>> Begin
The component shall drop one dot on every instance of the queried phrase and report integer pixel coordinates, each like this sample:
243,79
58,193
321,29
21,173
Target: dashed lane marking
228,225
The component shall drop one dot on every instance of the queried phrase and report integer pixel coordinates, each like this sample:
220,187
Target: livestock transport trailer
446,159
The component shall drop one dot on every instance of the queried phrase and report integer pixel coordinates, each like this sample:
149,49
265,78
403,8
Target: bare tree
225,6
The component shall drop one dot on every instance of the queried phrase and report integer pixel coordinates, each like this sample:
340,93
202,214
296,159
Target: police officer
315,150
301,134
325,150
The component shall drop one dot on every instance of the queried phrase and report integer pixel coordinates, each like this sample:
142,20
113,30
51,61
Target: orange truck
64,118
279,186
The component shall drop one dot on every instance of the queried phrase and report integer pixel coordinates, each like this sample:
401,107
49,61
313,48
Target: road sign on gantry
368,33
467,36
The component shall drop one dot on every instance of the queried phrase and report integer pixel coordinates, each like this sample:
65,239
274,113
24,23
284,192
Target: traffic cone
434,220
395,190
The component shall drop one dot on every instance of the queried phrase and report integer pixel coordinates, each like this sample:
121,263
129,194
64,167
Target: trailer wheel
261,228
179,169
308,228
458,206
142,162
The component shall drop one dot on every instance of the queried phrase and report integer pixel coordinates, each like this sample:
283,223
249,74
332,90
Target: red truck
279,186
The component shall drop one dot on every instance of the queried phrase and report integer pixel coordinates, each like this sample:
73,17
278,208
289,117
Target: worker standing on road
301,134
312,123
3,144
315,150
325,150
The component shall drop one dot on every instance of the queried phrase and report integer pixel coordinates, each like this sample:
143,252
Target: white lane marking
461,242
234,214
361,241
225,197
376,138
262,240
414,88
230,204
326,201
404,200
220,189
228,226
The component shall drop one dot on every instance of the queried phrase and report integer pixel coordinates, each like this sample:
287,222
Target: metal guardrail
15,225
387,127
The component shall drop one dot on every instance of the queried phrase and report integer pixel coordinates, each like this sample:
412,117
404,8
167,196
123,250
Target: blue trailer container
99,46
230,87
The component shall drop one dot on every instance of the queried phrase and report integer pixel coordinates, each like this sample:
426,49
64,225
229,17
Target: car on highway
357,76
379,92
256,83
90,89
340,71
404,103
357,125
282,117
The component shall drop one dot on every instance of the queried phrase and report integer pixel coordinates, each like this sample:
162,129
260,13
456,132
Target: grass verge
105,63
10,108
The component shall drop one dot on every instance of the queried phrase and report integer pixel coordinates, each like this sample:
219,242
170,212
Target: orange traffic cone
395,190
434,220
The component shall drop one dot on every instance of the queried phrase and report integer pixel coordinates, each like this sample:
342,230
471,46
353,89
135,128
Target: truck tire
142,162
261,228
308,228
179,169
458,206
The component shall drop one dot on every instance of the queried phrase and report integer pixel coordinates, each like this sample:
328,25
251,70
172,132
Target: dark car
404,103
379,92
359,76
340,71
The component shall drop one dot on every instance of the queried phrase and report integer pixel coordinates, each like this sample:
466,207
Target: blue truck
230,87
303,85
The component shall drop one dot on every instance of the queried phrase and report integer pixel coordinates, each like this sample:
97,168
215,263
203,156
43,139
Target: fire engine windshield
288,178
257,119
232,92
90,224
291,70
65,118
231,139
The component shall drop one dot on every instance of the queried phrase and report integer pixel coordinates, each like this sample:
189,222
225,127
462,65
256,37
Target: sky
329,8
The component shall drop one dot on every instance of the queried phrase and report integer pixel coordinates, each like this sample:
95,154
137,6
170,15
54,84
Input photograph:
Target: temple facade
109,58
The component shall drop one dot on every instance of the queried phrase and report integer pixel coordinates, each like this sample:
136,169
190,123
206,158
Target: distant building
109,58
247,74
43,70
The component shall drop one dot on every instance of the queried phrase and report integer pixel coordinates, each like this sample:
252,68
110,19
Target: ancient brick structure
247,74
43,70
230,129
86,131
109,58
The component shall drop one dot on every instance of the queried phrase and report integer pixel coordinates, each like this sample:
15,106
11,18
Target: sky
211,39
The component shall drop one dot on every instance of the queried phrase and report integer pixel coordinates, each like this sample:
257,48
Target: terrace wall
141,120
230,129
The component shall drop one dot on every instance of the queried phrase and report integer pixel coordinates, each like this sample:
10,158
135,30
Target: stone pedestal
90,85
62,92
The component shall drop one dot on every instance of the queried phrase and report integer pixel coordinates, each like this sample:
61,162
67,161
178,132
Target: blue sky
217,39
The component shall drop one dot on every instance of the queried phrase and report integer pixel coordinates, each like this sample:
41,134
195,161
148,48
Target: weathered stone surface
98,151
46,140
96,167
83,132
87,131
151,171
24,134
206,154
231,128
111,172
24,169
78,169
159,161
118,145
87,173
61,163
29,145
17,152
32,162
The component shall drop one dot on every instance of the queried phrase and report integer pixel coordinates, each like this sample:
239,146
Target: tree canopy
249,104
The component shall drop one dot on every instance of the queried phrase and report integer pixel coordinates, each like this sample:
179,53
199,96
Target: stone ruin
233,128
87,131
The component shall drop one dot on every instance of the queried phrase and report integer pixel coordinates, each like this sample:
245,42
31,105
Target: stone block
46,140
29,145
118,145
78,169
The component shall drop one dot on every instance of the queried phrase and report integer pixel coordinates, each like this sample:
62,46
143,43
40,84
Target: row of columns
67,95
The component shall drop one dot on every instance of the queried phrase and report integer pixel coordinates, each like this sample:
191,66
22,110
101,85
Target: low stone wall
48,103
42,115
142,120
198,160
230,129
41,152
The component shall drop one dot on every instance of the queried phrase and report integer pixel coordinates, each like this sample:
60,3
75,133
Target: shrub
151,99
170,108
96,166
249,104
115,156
>> End
Transcribe every entry verbatim.

The component shall drop one dot on every instance of the queried phrase and report integer pixel coordinates, each like this sample:
243,79
58,193
321,29
21,173
Target: dashed lane marking
228,225
The component shall drop one dot on every instance of the queried phrase and report integer pixel coordinates, each like this sample:
220,187
Target: livestock transport trailer
446,159
The component shall drop one dot on every instance of the queried phrase and report integer pixel coordinates, each like this sample:
149,49
265,78
403,8
Target: bare tree
225,6
The component shall drop one dot on every instance of the queried phrase and report integer pixel coordinates, each like this sample:
340,93
202,214
296,159
Target: police officer
315,150
301,134
325,150
The component shall drop one dot on every instance of the queried phrase and report integer pixel coordinates, each like this sample:
142,20
113,30
51,61
Target: orange truck
64,118
279,186
The component shall drop one dot on every instance of the queried phrase and report integer pixel coordinates, each like this sample:
401,107
49,61
313,48
Target: road sign on gantry
368,33
467,36
The component shall drop one dot on every instance of the queried phrase and report integer pixel coordinates, each like this sample:
65,239
274,113
24,23
284,192
Target: traffic cone
434,220
395,190
The component shall drop one dot on every instance of the queried phrase and report integer pixel coordinates, each like this sample:
121,263
129,194
64,167
Target: trailer wheel
261,228
179,169
308,228
458,206
142,162
The component shall drop one dot on every instance of the queried phrase and report integer pixel coordinates, each like this sample:
283,223
249,74
332,90
Target: red truck
279,186
The component shall drop one dot on every instance of the queried phrase and report integer pixel coordinates, each like this sample:
73,17
278,208
289,117
Target: worker standing on road
301,134
312,123
3,144
315,150
325,150
The component shall drop one dot on every instance of the queried phrase and report integer pixel coordinates, each like this sample:
143,252
Target: white lane marking
461,242
234,214
361,241
225,197
376,138
262,240
414,88
230,204
326,201
404,200
220,189
228,226
The component shall drop one dot on every instance of the queried phrase and report integer pixel coordinates, each like this sample:
287,222
Target: metal guardrail
15,225
387,127
The component shall drop one dot on every instance of the queried phrase and report integer pixel coordinates, each like this sample:
412,117
404,8
167,196
123,250
Target: blue trailer container
99,46
230,87
The component shall drop one dot on every instance of the queried phrase and report integer pixel coordinates, each like this sample:
426,49
64,225
229,17
Target: car on highway
357,76
379,92
256,83
90,89
340,71
404,103
357,125
282,117
The component shall drop one dot on every instance of the queried phrase and report integer pixel coordinates, each like this sample:
162,129
260,13
456,132
Target: grass verge
105,63
10,108
The component shall drop one dot on every instance of the queried phrase and report integer pixel coordinates, each like this sample:
219,242
170,212
Target: orange traffic cone
395,190
434,220
The component shall drop one dot on every instance of the queried phrase and report integer pixel coordinates, each like this sample:
342,230
471,46
353,89
135,128
Target: truck tire
142,162
261,228
308,228
179,169
458,206
The component shall drop one dot on every instance of the queried phrase and report integer pixel coordinates, each like this sample:
328,25
251,70
172,132
Target: dark car
404,103
379,92
359,76
340,71
The component shall drop one dot on every instance of the queried phrase and report integer pixel coordinates, each like this sample:
466,207
Target: blue truck
230,87
303,85
The component shall drop one dot on every instance of the queried phrase and report integer pixel coordinates, each like this sample:
97,168
215,263
203,156
43,139
Target: fire engine windshield
288,178
257,119
232,92
90,224
291,70
65,118
231,139
The component shall drop one dot on every instance of the queried phrase and report integer pixel coordinates, each like this sample:
189,222
225,127
462,65
256,37
Target: sky
329,8
The component shall drop one dot on every instance of the queried phrase and report integer pixel coordinates, each like this sample:
95,154
137,6
170,15
54,84
Input photograph:
Target: temple facade
109,58
The component shall drop one dot on every instance of the queried phrase and report integer pixel coordinates, each like this sample:
136,169
190,123
206,158
Target: distant building
109,58
247,74
43,70
The component shall drop one dot on every instance of the queried phrase and report integer pixel coordinates, each like this sample:
252,68
110,19
Target: ancient brick structure
247,74
43,70
230,129
86,131
109,58
The component shall drop one dot on every instance of the queried phrase and report integer pixel coordinates, each like this sample:
15,106
11,18
Target: sky
211,39
The component shall drop one dot on every instance of the queried phrase and report integer pixel coordinates, each like this sample:
257,48
Target: terrace wall
141,120
230,129
The component shall drop one dot on every instance of the queried phrase and report integer pixel coordinates, each like this sample:
10,158
135,30
Target: stone pedestal
90,85
62,92
The component shall drop one dot on every instance of the queried phrase and report integer pixel coordinates, each like this sample:
61,162
67,161
178,132
Target: blue sky
217,39
The component shall drop one dot on every instance of the queried phrase and report integer pixel coordinates, each like this sample:
41,134
195,161
148,48
Target: weathered stone surface
98,151
46,140
96,167
83,132
87,131
151,171
24,134
206,154
231,128
111,172
24,169
78,169
159,161
118,145
87,173
61,163
29,145
17,152
32,162
The component shall drop one dot on every instance of the queried phrase and report integer pixel coordinates, each like this sample:
239,146
Target: tree canopy
249,104
The component shall drop one dot on every instance of the queried phrase and report integer pixel coordinates, each like this sample:
179,53
199,96
Target: stone ruin
233,128
87,131
The component shall drop one dot on every instance of the queried phrase and report integer pixel coordinates, each like this sample:
245,42
31,105
Target: stone block
46,140
29,145
118,145
78,169
The component shall drop one dot on every instance of the queried phrase and report integer pixel coordinates, each like this sample:
62,46
143,43
40,84
Target: row of columns
67,95
The component shall drop one dot on every instance of the queried phrase and report integer pixel coordinates, each like this sample:
191,66
22,110
101,85
Target: low stone wall
48,103
42,115
142,120
198,160
230,129
41,152
The component shall drop one dot on every instance of the queried phrase and report integer pixel coordinates, each like this sample:
60,3
75,133
Target: shrub
151,99
170,108
96,166
249,104
115,156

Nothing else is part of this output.